Given information Start Marker

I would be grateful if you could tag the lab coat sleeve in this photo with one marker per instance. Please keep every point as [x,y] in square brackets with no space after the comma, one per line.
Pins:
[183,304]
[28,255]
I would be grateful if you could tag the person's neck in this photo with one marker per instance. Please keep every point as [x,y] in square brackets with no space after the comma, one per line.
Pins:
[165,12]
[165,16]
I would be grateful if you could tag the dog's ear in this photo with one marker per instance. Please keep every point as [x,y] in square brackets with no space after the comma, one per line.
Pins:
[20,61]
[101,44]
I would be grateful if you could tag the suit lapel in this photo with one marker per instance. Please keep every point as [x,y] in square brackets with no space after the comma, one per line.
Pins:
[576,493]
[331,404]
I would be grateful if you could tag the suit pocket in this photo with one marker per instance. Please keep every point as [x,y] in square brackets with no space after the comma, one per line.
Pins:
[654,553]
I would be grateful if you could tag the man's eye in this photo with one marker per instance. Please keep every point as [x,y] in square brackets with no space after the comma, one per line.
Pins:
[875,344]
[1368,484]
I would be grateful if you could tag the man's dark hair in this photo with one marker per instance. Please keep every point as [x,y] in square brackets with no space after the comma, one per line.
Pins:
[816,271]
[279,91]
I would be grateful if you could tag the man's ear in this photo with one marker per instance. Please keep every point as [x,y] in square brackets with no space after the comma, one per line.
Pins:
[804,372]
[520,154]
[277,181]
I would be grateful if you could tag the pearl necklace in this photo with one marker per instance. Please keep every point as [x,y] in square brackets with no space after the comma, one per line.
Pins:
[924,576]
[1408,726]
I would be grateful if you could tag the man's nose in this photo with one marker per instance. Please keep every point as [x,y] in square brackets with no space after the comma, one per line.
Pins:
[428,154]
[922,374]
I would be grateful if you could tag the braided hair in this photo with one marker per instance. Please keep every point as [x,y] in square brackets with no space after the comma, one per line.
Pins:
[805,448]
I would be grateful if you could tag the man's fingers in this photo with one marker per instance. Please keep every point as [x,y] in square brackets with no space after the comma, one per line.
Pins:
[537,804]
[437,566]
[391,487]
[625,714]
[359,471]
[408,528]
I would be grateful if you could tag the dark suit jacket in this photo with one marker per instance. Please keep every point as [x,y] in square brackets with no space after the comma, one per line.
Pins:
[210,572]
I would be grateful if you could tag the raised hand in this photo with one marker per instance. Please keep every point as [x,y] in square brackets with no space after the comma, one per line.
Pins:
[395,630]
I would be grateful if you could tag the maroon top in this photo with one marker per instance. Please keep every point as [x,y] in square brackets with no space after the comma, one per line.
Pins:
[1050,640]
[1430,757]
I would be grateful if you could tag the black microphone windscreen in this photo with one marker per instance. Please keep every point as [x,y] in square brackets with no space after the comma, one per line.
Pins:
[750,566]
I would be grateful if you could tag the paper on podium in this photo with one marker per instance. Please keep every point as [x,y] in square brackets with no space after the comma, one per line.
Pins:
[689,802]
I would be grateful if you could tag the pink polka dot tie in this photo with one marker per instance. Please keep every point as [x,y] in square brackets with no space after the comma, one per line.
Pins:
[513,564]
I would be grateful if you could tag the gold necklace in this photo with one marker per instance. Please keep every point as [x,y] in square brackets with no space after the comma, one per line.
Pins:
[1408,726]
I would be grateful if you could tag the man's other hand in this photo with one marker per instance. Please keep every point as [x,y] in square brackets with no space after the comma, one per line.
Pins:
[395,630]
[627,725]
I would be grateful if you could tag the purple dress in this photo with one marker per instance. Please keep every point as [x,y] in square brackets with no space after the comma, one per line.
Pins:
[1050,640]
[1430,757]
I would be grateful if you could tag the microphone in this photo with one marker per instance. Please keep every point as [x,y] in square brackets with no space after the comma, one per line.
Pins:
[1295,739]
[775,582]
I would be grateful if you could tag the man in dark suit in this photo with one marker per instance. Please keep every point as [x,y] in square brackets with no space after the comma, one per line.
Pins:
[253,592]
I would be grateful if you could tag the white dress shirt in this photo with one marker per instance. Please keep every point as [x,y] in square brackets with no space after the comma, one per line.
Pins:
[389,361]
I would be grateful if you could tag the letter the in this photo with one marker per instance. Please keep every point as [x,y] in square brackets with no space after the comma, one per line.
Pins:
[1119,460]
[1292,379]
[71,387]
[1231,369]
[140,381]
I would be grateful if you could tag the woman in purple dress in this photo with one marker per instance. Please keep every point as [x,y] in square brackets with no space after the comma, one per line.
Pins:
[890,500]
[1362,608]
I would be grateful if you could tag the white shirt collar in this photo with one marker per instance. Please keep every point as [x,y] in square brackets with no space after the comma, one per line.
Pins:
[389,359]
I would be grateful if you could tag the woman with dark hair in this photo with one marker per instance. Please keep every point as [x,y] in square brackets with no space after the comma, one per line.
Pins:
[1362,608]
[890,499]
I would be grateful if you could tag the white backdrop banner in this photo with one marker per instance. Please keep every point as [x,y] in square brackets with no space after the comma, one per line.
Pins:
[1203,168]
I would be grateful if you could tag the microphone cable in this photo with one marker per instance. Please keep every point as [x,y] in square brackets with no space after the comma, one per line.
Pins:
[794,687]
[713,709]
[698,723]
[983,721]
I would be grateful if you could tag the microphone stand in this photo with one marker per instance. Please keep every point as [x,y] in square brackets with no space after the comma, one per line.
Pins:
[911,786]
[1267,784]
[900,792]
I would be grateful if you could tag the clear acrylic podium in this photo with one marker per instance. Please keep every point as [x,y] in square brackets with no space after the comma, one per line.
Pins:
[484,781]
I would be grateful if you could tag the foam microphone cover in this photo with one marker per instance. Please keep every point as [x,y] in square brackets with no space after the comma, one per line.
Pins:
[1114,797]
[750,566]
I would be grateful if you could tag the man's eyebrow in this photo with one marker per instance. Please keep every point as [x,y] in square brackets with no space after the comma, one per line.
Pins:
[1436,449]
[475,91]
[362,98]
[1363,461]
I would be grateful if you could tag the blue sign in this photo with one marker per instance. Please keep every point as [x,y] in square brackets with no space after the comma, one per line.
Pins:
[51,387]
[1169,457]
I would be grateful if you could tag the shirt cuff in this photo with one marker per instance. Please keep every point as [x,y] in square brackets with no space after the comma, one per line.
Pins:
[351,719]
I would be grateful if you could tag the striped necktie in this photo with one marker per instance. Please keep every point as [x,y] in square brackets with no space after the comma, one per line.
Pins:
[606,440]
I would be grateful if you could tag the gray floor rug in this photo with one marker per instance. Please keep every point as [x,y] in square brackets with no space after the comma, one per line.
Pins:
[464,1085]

Given information End Marker

- Problem requirements:
Every entry shown above is to be written out exactly.

- Written solution:
I would be grateful if you could tag the lab coat sleeve in this photo with one marker per instance. Please keep every point as [x,y] in square brackets with no space after the comma, one per line.
Pins:
[183,304]
[28,255]
I would be grateful if you could tag the person's neck in this photo with one marker per instance. Please keep every point as [x,y] in square brackets with no space after the comma, one per line.
Pins:
[165,12]
[165,16]
I would be grateful if you could tag the dog's ear in this photo with one marker per instance. Please keep every point as [x,y] in square brackets with no space after the comma, one per line.
Pins:
[20,61]
[101,44]
I would be grateful if you could tag the suit lapel in this photo with one marker per instance. Please keep every point as [x,y] in square brackets with no space after the comma, one per line.
Pins:
[576,493]
[331,404]
I would be grateful if you could tag the suit pocket in this photo with one marker per instance. Please keep every point as [x,y] in square brackets with no space after the comma, one per line.
Pins:
[654,553]
I would be grateful if you could tag the man's eye in this photo with one marker per instance. Please keep every point as [x,y] in square brackets with no space after the comma, one per line.
Pins:
[875,344]
[1368,484]
I would be grateful if you could tag the man's dark hair in this photo with one marker per instance. Please keep every point as [x,y] in square brackets with no space after the comma, one per line.
Pins:
[816,271]
[279,91]
I would be grateful if you could tag the man's ear in this photo with one marker per instance. Please keep every point as [x,y] in square brackets with no space after the comma, one per line.
Pins:
[804,372]
[520,154]
[277,181]
I would be grateful if you could tag the pearl necklace in this photo with one marker per instance. Please keep every point as [x,y] in square brackets with no space after the comma, one per line.
Pins:
[924,576]
[1408,726]
I would be grateful if you could tag the man's nose in this photo with one marker per instance. Please keep every point as [x,y] in square brackets with no space after the comma, one per line.
Pins:
[428,154]
[922,374]
I would be grateful if you could tag the braided hair in this photo with one marker per instance. Please keep every point as [x,y] in square brackets with no space after the comma, one per line.
Pins:
[805,448]
I would be grateful if you could tag the man's fingers in this photo with one marker per instance. Please keep every point as [x,y] in square brackets with no space after the comma, one per line.
Pins:
[537,804]
[437,566]
[391,487]
[625,714]
[359,471]
[408,528]
I would be grateful if you could tag the dark suit jacket in this photo with one marker per instance. Please keep every point as [x,y] in square brackets with no space after the comma, one per line.
Pins:
[210,572]
I would be grateful if you could tag the raised hand in this photo with one marker per instance. Please keep every point as [x,y] in square brackets with no space after the comma, one per line.
Pins:
[395,630]
I would be grateful if you could tag the maroon top in this photo with one marker per instance. Please keep every point as [x,y] in square brackets with no space after the comma, one per line.
Pins:
[1050,640]
[1430,757]
I would be grateful if you could tag the black microphone windscreen in this photo with one marker per instance. Please keep every point as [x,y] in square brackets with no space after the comma, one per line.
Pins:
[750,566]
I would be grateful if you could tag the paper on podium in this photo with one marker per instance. Please keep every point as [x,y] in square brackets with no space after the comma, one per line.
Pins:
[689,802]
I would be grateful if you could tag the pink polka dot tie in this photo with one marker per instance. Please keep every point as [x,y] in square brackets with no space after the comma, one per line.
Pins:
[513,564]
I would be grateful if you could tag the gold necklace in this photo with one marker per instance. Please keep every point as [x,y] in square brackets with no space after the comma, one per line.
Pins:
[1408,726]
I would be grateful if you could tag the man's other hand in this photo with one marker per instance. Please keep every point as [x,y] in square brackets with no space after the comma, one per line.
Pins:
[395,630]
[627,725]
I would be grateful if you could tag the purple dress in this photo with one marker per instance. Please keep every point as [x,y] in square brackets with no space after the comma, one per line.
Pins:
[1050,640]
[1430,757]
I would be grateful if you could tag the microphone in this photo with one marker per instance. Please keep every point as [x,y] in square brackets with no space after the comma, one per line.
Pins:
[1295,739]
[775,582]
I would be grateful if you could tag the man in dark suit in this photo with one marker per instance. Please keep every point as [x,y] in square brackets with no space after the comma, one per line.
Pins:
[253,592]
I would be grateful if you could tag the white dress shirt in this photo with one marker per instance. Please keep every point as [x,y] in square brackets with no space after the comma, one per line.
Pins:
[389,361]
I would be grateful if you could tag the letter the in this photo with one marker per instance. Please keep every point as [x,y] in square brackets with no space after the comma, one per line.
Pins:
[1119,460]
[1292,379]
[71,387]
[1231,369]
[140,381]
I would be grateful if you could tag the woman in purple dress in this photo with one marker per instance. Please keep every point as [x,y] in square brackets with no space after the comma, one per line.
Pins:
[890,500]
[1362,608]
I would be grateful if you could tag the white shirt collar in this photo with one marker per instance. Please keep every point as [x,y] in square brackets with no space after the comma, one per line.
Pins:
[389,359]
I would be grateful if you could tag the woman with dark hair in this photo with one marker per instance. Please keep every point as [x,y] in square brackets with no space after the comma, one per line.
Pins:
[1362,608]
[890,499]
I would be grateful if you could tag the white backdrop banner in this photo with one marker per instance. Please keep every point as [x,y] in square brackets with no space after the comma, one per line.
Pins:
[1203,168]
I would be grateful if you could tag the microphone cable in this photo with one marker per instance. Please keep every point as [x,y] in square brackets with no space after the comma, one per line.
Pins:
[794,687]
[713,709]
[698,723]
[983,721]
I would be grateful if you could tag the microphone stand in this photo with one marker per instance. Please keep every point as [x,y] in square brackets with no space after the comma, one per line.
Pins:
[911,786]
[1267,784]
[900,792]
I would be grateful if you could tag the clear acrylic podium in this photo with one marker per instance. Please keep every point as [x,y] in square brackets with no space after the comma, one per line.
Pins:
[484,781]
I would be grateful if you could tag the foam microphone cover in this photo with one marker per instance. Please keep every point as [x,y] in square brackets with no space after the comma, one per line.
Pins:
[1114,797]
[750,566]
I would be grateful if you could tag the man's eyebrow in this photo with one marker per instance. Please keep every point as [x,y] in square brackets with no space after the comma, one per line.
Pins:
[1436,449]
[475,91]
[362,98]
[1363,461]
I would be grateful if you could tag the blue sign in this photo with one marker per instance. Please keep every point as [x,y] in square brackets with no space after the comma, one per line.
Pins:
[51,387]
[1169,457]
I would be grateful if you could tag the shirt cuff in this photo with one marker per instance. Please keep every point as [x,y] in square brackets with no space after the comma, one per line.
Pins:
[351,719]
I would be grateful if you could tag the striped necktie in this photo with one marker per instance. Please keep every point as [x,y] in square brackets with no space after the comma, one per line.
Pins:
[606,440]
I would be grateful if you could tag the gray floor rug in this photo with one marker per instance. Please keep every point as [x,y] in square brackets with no space after the comma, one per line.
Pins:
[464,1085]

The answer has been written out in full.